_Consignes_.
1. Relevez, dans l'extrait du document, tous les droits que le texte désigne par une tournure commençant par « le droit ».
2. Recopiez à l'identique la partie de l'extrait du document qui s'ouvre sur les mots contenant « Une occasion d'améliorer » et se termine par « Le Devoir, 2007/09/14. ».

_Extrait du document_.
-=-=-=-=-
Une occasion d'améliorer le sort des autochtones

Publié le par Gilles et Calou

Ghislain Picard, Chef de l'Assemblée des Premières Nations du Québec et du Labrador

Le Devoir, 2007/09/14.

 

Le 7 mai 1982, après plus d'une décennie d'études sur la question, l'Organisation des Nations unies (ONU) créait le Groupe de travail sur les populations autochtones. Hier, l'Assemblée générale des Nations unies [s'est prononcée] sur la Déclaration des Nations unies sur les droits des peuples autochtones, l'aboutissement de plus de 20 années de travail des peuples autochtones du monde, de divers États et de nombreuses organisations internationales. Cette journée est historique.


Cette déclaration constitue une avancée spectaculaire dans la protection des libertés et des droits fondamentaux des Premières Nations. Elle traite à la fois des droits collectifs et individuels, des droits identitaires, culturels et politiques, comme le droit à la consultation, le droit à la propriété sur les terres et le droit à la réparation. Elle prévoit également le droit d'accès à des procédures justes et équitables pour le règlement des différends, dont les décisions doivent être prises conformément aux traditions, aux valeurs et aux coutumes des autochtones concernés, et remises promptement.


Au cours des 20 dernières années et jusqu'à tout récemment, le Canada avait joué un rôle important et utile dans la rédaction et la promotion du texte de cette déclaration. Or, depuis l'accession du Parti conservateur au pouvoir, les autorités fédérales se sont montrées tout à fait hostiles à l'adoption de cette déclaration. Elles ont mis en place un vaste réseau international d'opposition à ce projet en laissant miroiter de graves conséquences pour les États en cas d'adoption de la déclaration. Ce changement d'attitude radical ne peut pas faire honneur aux Canadiens et est incohérent avec l'image de «défenseur des droits de la personne» que projette le Canada dans le monde.


En agissant ainsi, le gouvernement du Canada fait exactement le contraire de ce que les citoyens attendent de lui. Le respect des droits de la personne est une valeur forte et ancrée dans le coeur des Canadiens. Comment un pays qui se dit évolué, démocratique et préoccupé par le bien-être des gens qui habitent son territoire peut-il militer en défaveur d'un geste international pour le bien de centaines de milliers d'êtres humains? Comment le gouvernement du Canada peut-il ignorer la pauvreté, la violence, la sous-scolarisation des Premières Nations? Comment peut-il nous refuser les moyens d'améliorer notre sort et de colorer l'avenir de nos enfants?
-=-=-=-=-
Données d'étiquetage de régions
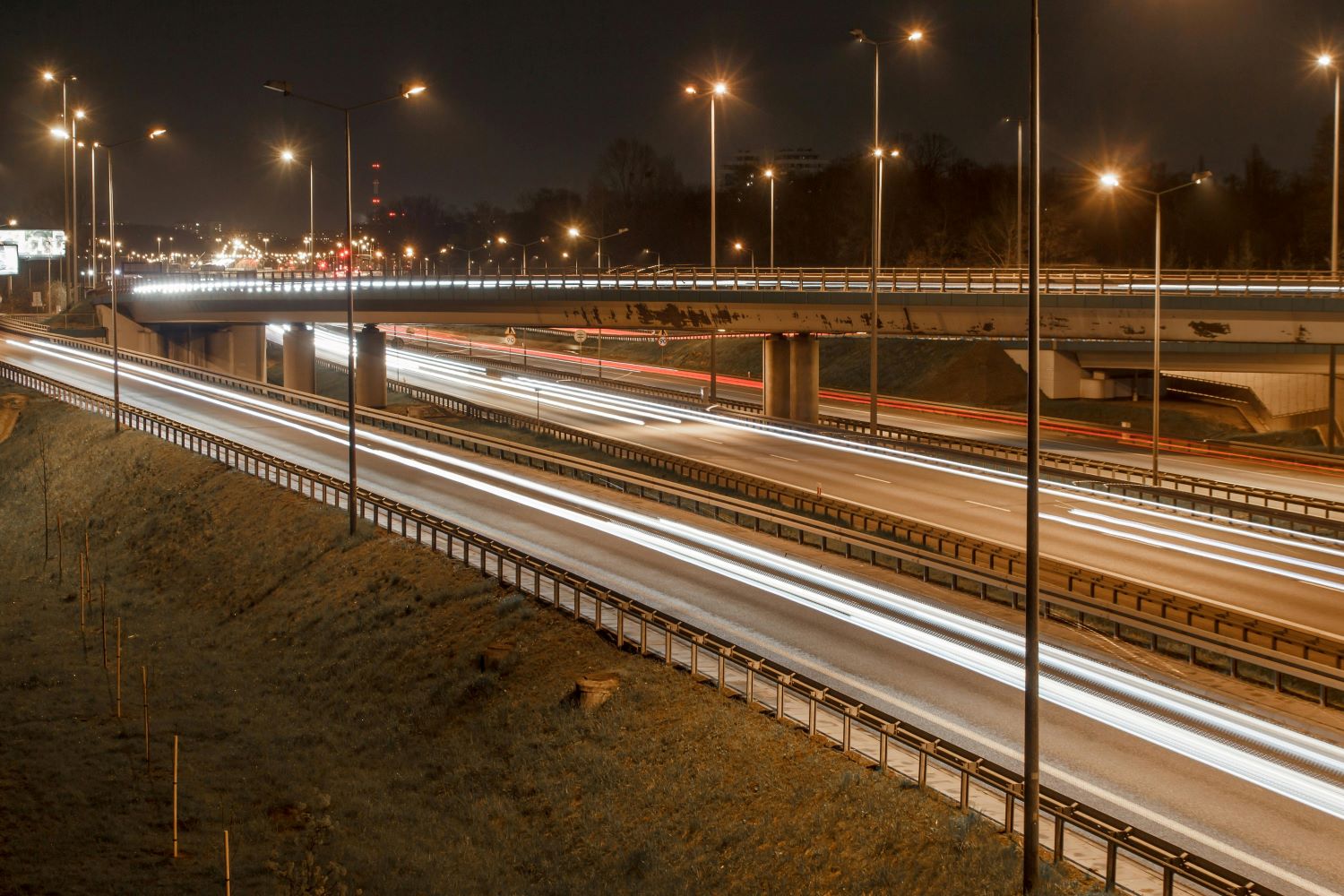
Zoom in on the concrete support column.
[789,333,822,423]
[284,323,317,392]
[355,323,387,407]
[228,323,266,383]
[761,333,793,418]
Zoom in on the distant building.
[719,146,827,189]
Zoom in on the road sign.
[0,229,66,258]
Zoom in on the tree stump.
[574,672,621,712]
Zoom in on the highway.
[307,331,1344,638]
[0,336,1344,896]
[403,326,1344,503]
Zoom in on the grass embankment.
[0,389,1078,893]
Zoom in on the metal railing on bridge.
[118,267,1344,298]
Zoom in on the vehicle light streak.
[11,340,1344,832]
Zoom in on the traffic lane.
[10,338,1339,896]
[374,359,1339,633]
[422,337,1344,503]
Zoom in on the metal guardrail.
[0,363,1277,896]
[425,340,1344,538]
[118,267,1344,298]
[0,315,1344,705]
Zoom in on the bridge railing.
[0,361,1276,896]
[118,266,1344,298]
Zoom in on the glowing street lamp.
[280,148,317,269]
[1098,170,1214,487]
[495,235,548,277]
[564,227,631,271]
[263,81,426,535]
[849,22,924,427]
[1316,52,1340,277]
[685,81,728,270]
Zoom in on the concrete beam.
[355,323,387,407]
[282,323,317,392]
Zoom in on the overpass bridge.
[96,267,1344,420]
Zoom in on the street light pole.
[263,81,426,535]
[765,168,774,270]
[849,28,924,428]
[105,127,168,433]
[1101,170,1214,487]
[1021,0,1058,896]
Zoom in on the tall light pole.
[849,28,924,427]
[89,140,99,288]
[1316,52,1340,278]
[102,127,168,433]
[1021,0,1043,896]
[567,227,631,271]
[42,71,80,294]
[1004,116,1023,267]
[263,81,426,535]
[685,81,728,401]
[769,168,774,270]
[280,149,317,270]
[495,237,548,277]
[1101,170,1214,487]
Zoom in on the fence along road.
[10,321,1344,705]
[3,342,1344,893]
[4,318,1344,705]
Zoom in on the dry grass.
[0,399,1081,895]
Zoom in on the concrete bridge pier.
[284,323,317,392]
[761,333,793,418]
[789,333,822,423]
[355,323,387,407]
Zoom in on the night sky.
[0,0,1344,232]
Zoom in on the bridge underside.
[110,280,1344,345]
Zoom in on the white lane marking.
[793,654,1339,896]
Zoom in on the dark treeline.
[366,121,1331,271]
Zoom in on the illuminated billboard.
[0,229,66,258]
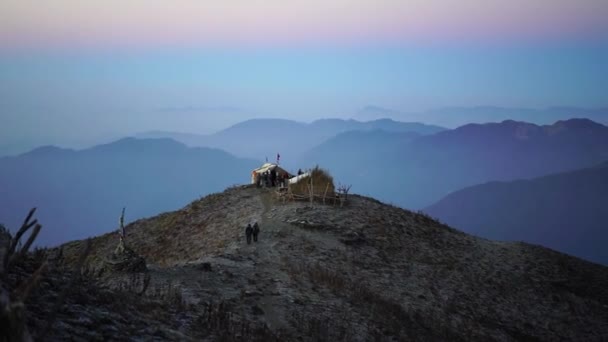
-=-=-=-=-
_Réponses finales_.
1.
- le droit à la consultation
- le droit à la propriété sur les terres
- le droit à la réparation
- le droit d'accès à des procédures justes et équitables pour le règlement des différends

2.
Une occasion d'améliorer le sort des autochtones

Publié le par Gilles et Calou

Ghislain Picard, Chef de l'Assemblée des Premières Nations du Québec et du Labrador

Le Devoir, 2007/09/14.